• WHAT IS ASKED:
Reproduce each of the following rows word for word, changing nothing.

▬▬▬▬▬▬▬▬▬▬

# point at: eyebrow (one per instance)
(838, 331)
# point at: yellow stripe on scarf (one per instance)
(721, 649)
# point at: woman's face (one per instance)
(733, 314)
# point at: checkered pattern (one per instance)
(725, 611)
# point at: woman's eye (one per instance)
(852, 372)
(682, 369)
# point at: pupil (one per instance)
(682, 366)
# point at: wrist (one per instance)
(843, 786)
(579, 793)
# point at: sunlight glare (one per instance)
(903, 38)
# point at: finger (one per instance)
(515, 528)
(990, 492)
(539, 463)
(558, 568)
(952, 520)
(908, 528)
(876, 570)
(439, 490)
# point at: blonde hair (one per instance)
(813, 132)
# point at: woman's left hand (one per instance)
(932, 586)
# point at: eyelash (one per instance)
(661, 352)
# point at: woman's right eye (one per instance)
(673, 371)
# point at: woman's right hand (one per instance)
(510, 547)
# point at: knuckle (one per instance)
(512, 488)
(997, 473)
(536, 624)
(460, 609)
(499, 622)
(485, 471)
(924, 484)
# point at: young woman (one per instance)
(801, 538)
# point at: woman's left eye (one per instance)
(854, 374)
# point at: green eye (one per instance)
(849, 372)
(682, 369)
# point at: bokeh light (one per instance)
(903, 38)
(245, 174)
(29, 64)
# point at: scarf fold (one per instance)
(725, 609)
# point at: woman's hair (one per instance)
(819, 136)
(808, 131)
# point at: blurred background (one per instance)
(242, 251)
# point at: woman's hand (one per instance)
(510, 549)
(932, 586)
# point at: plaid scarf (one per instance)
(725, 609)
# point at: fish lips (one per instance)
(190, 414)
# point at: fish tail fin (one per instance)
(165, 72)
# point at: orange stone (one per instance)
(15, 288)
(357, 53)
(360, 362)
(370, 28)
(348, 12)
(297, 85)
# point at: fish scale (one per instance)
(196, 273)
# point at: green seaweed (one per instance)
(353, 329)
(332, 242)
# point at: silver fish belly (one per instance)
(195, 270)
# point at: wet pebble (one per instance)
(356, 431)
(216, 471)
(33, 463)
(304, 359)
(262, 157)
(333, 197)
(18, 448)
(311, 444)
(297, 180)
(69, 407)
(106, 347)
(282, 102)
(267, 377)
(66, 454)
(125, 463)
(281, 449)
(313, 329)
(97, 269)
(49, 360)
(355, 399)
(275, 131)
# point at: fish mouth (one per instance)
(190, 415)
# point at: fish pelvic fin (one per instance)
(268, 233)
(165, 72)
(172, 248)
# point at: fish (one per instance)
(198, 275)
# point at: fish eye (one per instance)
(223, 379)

▬▬▬▬▬▬▬▬▬▬

• ANSWER FOR THE TASK:
# point at: eyebrow (one per instance)
(838, 331)
# point at: yellow stripe on scarf (one per instance)
(721, 649)
# point at: woman's face (one per instance)
(733, 314)
# point at: checkered pattern (one per instance)
(725, 611)
# point at: woman's eye (one per instance)
(852, 372)
(682, 369)
# point at: pupil (one per instance)
(682, 366)
# point at: wrist (one per instance)
(843, 786)
(579, 793)
# point at: sunlight glare (one per instance)
(903, 38)
# point at: finger (one per instance)
(515, 528)
(990, 492)
(539, 463)
(558, 568)
(952, 520)
(908, 528)
(876, 570)
(439, 490)
# point at: blonde hair (one per instance)
(813, 132)
# point at: woman's left hand (one per instance)
(932, 586)
# point at: eyelash (one per instance)
(661, 352)
# point at: woman's right eye (one per instance)
(673, 371)
# point at: woman's right hand (one per instance)
(510, 547)
# point at: knuckle (one per instance)
(512, 488)
(997, 473)
(536, 624)
(460, 609)
(499, 622)
(485, 471)
(924, 484)
# point at: young woman (one per instance)
(801, 538)
# point at: woman's left eye (one per instance)
(854, 374)
# point at: green eye (one per instance)
(849, 372)
(682, 369)
# point at: bokeh light (one per instance)
(903, 38)
(245, 174)
(29, 64)
# point at: scarf fold (one per instance)
(725, 609)
# point at: woman's hair (one per instance)
(819, 136)
(808, 131)
# point at: blurred background (one per instance)
(242, 251)
# point at: woman's hand (one per instance)
(510, 549)
(932, 586)
# point at: plaid scarf (one per instance)
(725, 609)
# point at: fish lips (one per instance)
(190, 414)
# point at: fish tail fin (one per instance)
(165, 72)
# point at: orange stone (one per instance)
(15, 288)
(357, 53)
(360, 362)
(370, 28)
(348, 12)
(297, 85)
# point at: fish scale (one per instance)
(196, 273)
# point at: green seaweed (one per instance)
(353, 329)
(332, 242)
# point at: silver fish belly (one per instance)
(195, 270)
# point at: wet pebble (one per instance)
(356, 431)
(216, 471)
(33, 463)
(304, 359)
(262, 157)
(333, 197)
(18, 448)
(311, 444)
(297, 180)
(69, 407)
(106, 347)
(282, 102)
(267, 377)
(66, 454)
(125, 463)
(281, 449)
(313, 329)
(97, 269)
(49, 360)
(355, 399)
(275, 131)
# point at: fish mouth (one per instance)
(190, 415)
# point at: fish pelvic fin (one per instance)
(268, 233)
(165, 72)
(172, 248)
# point at: fish (one per instance)
(198, 275)
# point at: fish eye (one per instance)
(223, 379)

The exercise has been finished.